### The task
Return only the lines from the one containing "Objective — a point for each instance of the lamp" to the end of the entries below, exactly as written, both ends included.

### Data extracts
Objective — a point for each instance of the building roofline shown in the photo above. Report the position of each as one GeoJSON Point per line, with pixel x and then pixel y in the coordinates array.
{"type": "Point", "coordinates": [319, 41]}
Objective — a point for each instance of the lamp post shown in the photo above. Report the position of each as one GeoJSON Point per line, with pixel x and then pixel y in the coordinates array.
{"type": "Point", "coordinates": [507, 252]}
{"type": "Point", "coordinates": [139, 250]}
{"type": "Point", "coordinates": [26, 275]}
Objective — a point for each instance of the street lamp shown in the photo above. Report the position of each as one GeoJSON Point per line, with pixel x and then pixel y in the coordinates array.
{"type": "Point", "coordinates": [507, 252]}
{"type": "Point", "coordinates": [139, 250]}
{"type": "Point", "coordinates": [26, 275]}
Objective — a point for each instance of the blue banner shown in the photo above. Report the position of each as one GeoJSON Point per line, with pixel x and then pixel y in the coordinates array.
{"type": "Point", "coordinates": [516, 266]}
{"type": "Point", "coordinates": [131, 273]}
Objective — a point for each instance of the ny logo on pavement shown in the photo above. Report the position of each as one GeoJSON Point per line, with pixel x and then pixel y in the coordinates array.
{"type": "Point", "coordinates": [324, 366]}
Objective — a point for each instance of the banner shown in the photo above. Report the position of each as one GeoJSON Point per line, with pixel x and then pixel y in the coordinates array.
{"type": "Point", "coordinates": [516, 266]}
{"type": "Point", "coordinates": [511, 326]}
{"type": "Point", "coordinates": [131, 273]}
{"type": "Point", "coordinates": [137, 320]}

### Exercise output
Objective — a point for each instance of the lamp post shown in the photo above. Report the position of each as one GeoJSON Point per line, with pixel x and then pixel y in the coordinates array.
{"type": "Point", "coordinates": [507, 252]}
{"type": "Point", "coordinates": [139, 250]}
{"type": "Point", "coordinates": [26, 275]}
Objective — a point for each instance of the street lamp shown in the photo above. Report the position of each as one GeoJSON Point per line, with pixel x and then pixel y in the coordinates array.
{"type": "Point", "coordinates": [507, 252]}
{"type": "Point", "coordinates": [139, 250]}
{"type": "Point", "coordinates": [26, 275]}
Objective — a point for each instance of the blue banner shown in the photo above. Report the position of each as one GeoJSON Point per line, with pixel x and then pixel y in the coordinates array.
{"type": "Point", "coordinates": [516, 266]}
{"type": "Point", "coordinates": [131, 273]}
Objective — a point for each instance of the ny logo on pavement shown in the photo above. Report the position of each as one GeoJSON Point per line, with pixel x and then pixel y in the coordinates array.
{"type": "Point", "coordinates": [324, 366]}
Objective — a point for each instance of the banner shown in the photo above. Report the position of each as one GeoJSON Point per line, with pixel x and then pixel y in the coordinates array.
{"type": "Point", "coordinates": [516, 266]}
{"type": "Point", "coordinates": [511, 326]}
{"type": "Point", "coordinates": [131, 273]}
{"type": "Point", "coordinates": [137, 320]}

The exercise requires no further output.